- Page text -
# Prime time to process?



## J4Julz (Mar 3, 2020)

I am raising goats for my own consumption. Have raised two wethers over a summer a few years ago, and though they were young-ish, 8-9 mos old, ~75# each, I had about a 50% return in meat from the live weight when I took them in. They were supposedly “dairy X Boer” but, yeah, well, not so sure about that. They had not had any grain or supplements aside from loose mineral and goat blocks, just healthy grass pasture in a clean pen.

Now I have a few more goats, better but still mixed meat breed stock (Savanna, Kiko, Boer crossed w a touch of Saanen & Nubian), and I’d like to get opinions on when people generally feel is the best time to process: total weight, time of year (bucks in rut, no, rt.?), age and any other factors you generally take into consideration for a good % return as well as tasty, tender meat. 

I am trying to raise my meat with the least amount of grain (corn, soy) input, least meds/chemicals, while still growing strong, healthy, tasty goats. What do folks use as good feeds to put weight on besides good quality alfalfa mix hay or pasture? 

Thanks for any suggestions!


----------



## ksalvagno (Oct 6, 2009)

- Exercise tasks -
1. Copy the forum thread about when to process meat goats word for word, from its title through the final username line.
2. Arrange the stretch of the listing below, from its start through the line containing "(787, 1074)", as a numbered list, leaving out blank lines. Include both ends and nothing past that line.

- Extracted entries -
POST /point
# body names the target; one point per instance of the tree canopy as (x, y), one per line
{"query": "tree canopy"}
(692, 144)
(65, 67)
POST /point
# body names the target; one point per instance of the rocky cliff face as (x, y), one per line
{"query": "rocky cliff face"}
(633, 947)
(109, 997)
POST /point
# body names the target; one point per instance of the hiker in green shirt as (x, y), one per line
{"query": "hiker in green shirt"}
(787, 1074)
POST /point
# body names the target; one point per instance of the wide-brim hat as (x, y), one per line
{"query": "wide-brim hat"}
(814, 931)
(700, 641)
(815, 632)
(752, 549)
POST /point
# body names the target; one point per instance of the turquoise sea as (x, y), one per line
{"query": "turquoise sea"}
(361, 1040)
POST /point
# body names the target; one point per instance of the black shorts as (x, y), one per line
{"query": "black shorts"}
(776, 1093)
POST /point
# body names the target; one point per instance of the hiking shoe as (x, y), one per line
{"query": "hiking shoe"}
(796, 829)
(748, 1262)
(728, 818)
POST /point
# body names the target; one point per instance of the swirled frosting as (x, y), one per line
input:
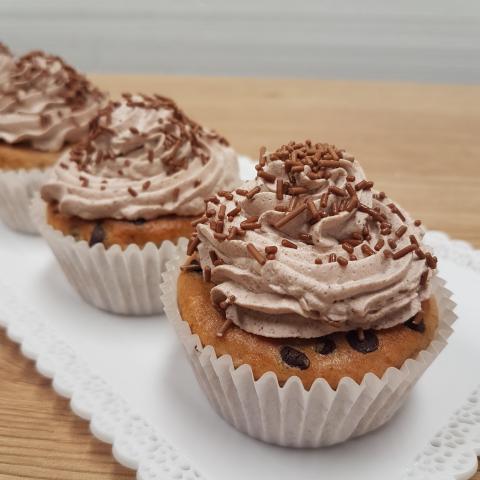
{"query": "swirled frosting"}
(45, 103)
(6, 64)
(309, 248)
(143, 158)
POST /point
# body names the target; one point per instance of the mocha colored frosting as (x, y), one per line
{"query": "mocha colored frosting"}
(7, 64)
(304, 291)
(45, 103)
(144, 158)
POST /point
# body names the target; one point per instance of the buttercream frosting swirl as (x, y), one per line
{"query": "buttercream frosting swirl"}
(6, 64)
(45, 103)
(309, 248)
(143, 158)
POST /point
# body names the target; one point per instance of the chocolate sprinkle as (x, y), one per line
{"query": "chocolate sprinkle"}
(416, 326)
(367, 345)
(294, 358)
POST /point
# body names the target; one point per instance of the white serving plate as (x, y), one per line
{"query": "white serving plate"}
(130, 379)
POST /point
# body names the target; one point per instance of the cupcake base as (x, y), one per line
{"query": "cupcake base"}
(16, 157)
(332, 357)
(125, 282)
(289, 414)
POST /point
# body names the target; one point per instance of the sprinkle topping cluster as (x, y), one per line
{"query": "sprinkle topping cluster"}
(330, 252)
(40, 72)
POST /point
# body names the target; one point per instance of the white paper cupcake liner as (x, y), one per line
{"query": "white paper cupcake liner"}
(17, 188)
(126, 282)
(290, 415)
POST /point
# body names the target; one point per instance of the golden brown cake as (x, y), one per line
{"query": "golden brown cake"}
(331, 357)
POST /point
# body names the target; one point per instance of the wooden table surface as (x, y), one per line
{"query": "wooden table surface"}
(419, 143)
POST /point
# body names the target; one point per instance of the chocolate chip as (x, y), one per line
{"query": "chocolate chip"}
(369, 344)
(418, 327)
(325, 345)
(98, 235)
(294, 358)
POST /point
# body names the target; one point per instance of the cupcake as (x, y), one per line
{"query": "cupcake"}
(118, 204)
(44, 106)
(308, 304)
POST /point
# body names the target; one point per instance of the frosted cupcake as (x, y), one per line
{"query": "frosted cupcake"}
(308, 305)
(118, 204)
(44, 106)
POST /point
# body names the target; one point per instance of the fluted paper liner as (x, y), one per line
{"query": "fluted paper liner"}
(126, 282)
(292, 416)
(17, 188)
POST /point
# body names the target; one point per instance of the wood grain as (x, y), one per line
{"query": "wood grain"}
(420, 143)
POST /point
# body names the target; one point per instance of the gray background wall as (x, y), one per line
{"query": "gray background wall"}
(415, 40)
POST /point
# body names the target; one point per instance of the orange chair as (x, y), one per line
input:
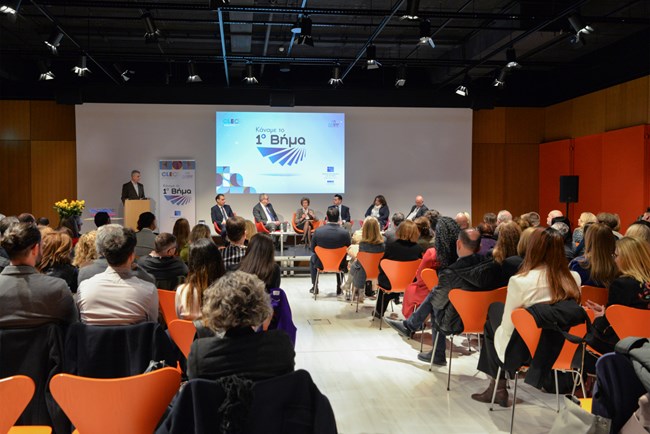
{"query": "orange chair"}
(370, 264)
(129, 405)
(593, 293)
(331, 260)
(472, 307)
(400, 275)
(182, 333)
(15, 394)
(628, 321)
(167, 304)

- Solutions by task -
1.
# Prime time to process?



## J4Julz (Mar 3, 2020)

I am raising goats for my own consumption. Have raised two wethers over a summer a few years ago, and though they were young-ish, 8-9 mos old, ~75# each, I had about a 50% return in meat from the live weight when I took them in. They were supposedly “dairy X Boer” but, yeah, well, not so sure about that. They had not had any grain or supplements aside from loose mineral and goat blocks, just healthy grass pasture in a clean pen.

Now I have a few more goats, better but still mixed meat breed stock (Savanna, Kiko, Boer crossed w a touch of Saanen & Nubian), and I’d like to get opinions on when people generally feel is the best time to process: total weight, time of year (bucks in rut, no, rt.?), age and any other factors you generally take into consideration for a good % return as well as tasty, tender meat. 

I am trying to raise my meat with the least amount of grain (corn, soy) input, least meds/chemicals, while still growing strong, healthy, tasty goats. What do folks use as good feeds to put weight on besides good quality alfalfa mix hay or pasture? 

Thanks for any suggestions!


----------



## ksalvagno (Oct 6, 2009)

2.
1. POST /point
2. # body names the target; one point per instance of the tree canopy as (x, y), one per line
3. {"query": "tree canopy"}
4. (692, 144)
5. (65, 67)
6. POST /point
7. # body names the target; one point per instance of the rocky cliff face as (x, y), one per line
8. {"query": "rocky cliff face"}
9. (633, 947)
10. (109, 997)
11. POST /point
12. # body names the target; one point per instance of the hiker in green shirt as (x, y), one per line
13. {"query": "hiker in green shirt"}
14. (787, 1074)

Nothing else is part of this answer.